> _Aufgeführte Einträge_
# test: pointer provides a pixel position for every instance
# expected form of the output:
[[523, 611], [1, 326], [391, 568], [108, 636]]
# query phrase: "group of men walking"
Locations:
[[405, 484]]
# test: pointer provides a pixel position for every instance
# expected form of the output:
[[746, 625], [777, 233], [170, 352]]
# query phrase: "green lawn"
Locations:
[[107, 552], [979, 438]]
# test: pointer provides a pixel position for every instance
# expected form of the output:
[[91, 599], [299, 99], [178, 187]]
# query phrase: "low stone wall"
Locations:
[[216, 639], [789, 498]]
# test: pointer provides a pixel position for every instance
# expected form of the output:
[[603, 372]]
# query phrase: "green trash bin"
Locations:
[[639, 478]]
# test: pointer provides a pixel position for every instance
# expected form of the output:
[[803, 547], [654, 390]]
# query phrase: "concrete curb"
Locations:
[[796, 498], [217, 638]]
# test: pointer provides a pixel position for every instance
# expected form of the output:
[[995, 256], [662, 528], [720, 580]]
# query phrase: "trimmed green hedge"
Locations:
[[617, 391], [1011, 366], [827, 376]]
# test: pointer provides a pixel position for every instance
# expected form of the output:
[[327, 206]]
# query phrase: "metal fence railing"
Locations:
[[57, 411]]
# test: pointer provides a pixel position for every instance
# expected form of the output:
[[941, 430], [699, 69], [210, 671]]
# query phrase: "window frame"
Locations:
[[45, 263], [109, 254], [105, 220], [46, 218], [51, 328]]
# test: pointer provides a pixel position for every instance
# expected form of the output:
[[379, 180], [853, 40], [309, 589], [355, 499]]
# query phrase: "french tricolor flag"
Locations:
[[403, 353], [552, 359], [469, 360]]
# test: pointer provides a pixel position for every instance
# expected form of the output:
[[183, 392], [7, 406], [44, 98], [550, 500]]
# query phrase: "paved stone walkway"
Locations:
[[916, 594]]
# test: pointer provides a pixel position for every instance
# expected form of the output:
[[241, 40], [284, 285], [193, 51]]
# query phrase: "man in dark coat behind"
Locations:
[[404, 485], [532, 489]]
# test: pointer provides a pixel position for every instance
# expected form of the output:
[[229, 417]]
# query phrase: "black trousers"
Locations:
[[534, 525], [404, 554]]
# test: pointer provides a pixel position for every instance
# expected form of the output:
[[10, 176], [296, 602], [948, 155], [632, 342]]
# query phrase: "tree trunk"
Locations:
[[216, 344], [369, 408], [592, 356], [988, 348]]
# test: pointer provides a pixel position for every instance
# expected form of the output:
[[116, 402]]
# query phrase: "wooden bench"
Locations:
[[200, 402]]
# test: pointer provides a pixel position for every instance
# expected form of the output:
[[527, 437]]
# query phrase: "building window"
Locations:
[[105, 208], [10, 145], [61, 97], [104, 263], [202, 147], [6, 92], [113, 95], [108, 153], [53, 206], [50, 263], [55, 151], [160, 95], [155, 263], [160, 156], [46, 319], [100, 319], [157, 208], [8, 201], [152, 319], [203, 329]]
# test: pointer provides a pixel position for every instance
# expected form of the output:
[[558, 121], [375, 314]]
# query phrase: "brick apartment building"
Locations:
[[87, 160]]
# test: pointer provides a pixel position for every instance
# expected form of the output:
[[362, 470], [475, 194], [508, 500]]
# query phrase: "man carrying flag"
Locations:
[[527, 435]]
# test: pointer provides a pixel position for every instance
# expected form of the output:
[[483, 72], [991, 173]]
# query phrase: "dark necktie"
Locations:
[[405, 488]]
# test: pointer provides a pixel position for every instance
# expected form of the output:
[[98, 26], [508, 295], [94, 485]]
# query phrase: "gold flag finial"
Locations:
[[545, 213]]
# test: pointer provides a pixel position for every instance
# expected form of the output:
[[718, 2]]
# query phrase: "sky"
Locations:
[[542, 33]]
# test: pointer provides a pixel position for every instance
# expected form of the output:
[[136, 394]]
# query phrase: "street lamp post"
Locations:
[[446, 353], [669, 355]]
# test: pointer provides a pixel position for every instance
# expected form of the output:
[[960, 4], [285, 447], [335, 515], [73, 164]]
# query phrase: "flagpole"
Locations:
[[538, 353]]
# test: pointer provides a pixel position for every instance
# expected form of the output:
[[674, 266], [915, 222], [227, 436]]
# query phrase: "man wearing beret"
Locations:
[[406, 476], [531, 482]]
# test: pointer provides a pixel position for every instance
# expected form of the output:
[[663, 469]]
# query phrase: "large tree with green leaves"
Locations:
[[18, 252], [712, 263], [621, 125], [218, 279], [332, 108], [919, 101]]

> _Schriftliche Anweisung_
Gib das Material vom Anfang bis einschließlich der Zeile mit „[[107, 552], [979, 438]]“ vollständig und Zeile für Zeile noch einmal aus. Verschiebe dabei nur die Koordinaten der Lösungen, indem du zu jeder ihrer Zahlen 94 addierst.

> _Vollständige Ausgabe_
# test: pointer provides a pixel position for every instance
# expected form of the output:
[[523, 611], [1, 326], [391, 568], [108, 636]]
# query phrase: "group of men walking"
Locations:
[[499, 578]]
# test: pointer provides a pixel position for every instance
# expected form of the output:
[[746, 625], [777, 233], [170, 352]]
# query phrase: "green lawn"
Locations:
[[201, 646], [1073, 532]]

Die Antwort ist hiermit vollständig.